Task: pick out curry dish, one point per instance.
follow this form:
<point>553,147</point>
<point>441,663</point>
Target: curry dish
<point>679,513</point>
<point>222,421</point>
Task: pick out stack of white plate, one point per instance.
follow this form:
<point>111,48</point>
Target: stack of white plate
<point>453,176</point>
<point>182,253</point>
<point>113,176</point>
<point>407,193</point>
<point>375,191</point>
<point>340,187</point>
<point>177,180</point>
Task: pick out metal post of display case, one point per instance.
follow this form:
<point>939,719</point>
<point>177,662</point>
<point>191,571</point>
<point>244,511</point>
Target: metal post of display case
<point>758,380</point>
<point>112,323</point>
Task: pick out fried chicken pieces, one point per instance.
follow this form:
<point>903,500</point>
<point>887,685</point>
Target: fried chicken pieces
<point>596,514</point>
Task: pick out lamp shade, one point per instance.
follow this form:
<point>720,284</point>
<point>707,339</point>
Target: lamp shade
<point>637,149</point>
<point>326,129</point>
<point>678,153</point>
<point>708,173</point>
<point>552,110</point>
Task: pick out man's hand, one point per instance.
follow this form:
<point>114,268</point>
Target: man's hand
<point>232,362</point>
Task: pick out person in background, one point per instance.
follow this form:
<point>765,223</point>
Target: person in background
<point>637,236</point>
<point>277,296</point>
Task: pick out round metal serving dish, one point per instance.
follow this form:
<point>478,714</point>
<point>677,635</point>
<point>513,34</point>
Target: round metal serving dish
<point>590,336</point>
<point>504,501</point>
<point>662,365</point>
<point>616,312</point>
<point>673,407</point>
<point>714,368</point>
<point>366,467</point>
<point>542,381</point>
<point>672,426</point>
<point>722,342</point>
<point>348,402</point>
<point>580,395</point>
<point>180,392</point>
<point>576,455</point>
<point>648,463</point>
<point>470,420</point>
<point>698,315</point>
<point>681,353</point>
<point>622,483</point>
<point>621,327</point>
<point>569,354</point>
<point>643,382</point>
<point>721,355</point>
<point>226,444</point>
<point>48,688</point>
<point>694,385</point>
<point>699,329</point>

Task brief: From the records above, give again exactly the lines running from the line with "<point>553,147</point>" to the line with "<point>513,34</point>", inclusive.

Answer box:
<point>553,147</point>
<point>441,663</point>
Target: curry dish
<point>679,513</point>
<point>222,421</point>
Task: pick out stack of white plate, one point per instance.
follow this form:
<point>111,48</point>
Target: stack of white plate
<point>453,176</point>
<point>182,253</point>
<point>113,176</point>
<point>407,193</point>
<point>375,191</point>
<point>340,187</point>
<point>177,180</point>
Task: pick out metal post of display case, one point per instance.
follow this form:
<point>939,719</point>
<point>177,662</point>
<point>191,571</point>
<point>244,511</point>
Target: metal post of display case
<point>758,380</point>
<point>112,323</point>
Task: pick out fried chicken pieces, one point per instance.
follow this form:
<point>903,500</point>
<point>887,685</point>
Target: fried chicken pieces
<point>596,514</point>
Task: pick out lamp shade, one point per instance.
follow this form:
<point>720,284</point>
<point>707,339</point>
Target: lamp shade
<point>637,149</point>
<point>326,129</point>
<point>678,153</point>
<point>708,173</point>
<point>552,110</point>
Task: pick out man's hand, one point per instance.
follow this form:
<point>114,268</point>
Target: man's hand
<point>232,362</point>
Task: pick out person in background, one point per instance.
follow this form:
<point>765,223</point>
Target: person in background
<point>637,236</point>
<point>277,296</point>
Task: pick out round metal serving dish, one point per instance.
follow this form:
<point>478,714</point>
<point>677,635</point>
<point>513,34</point>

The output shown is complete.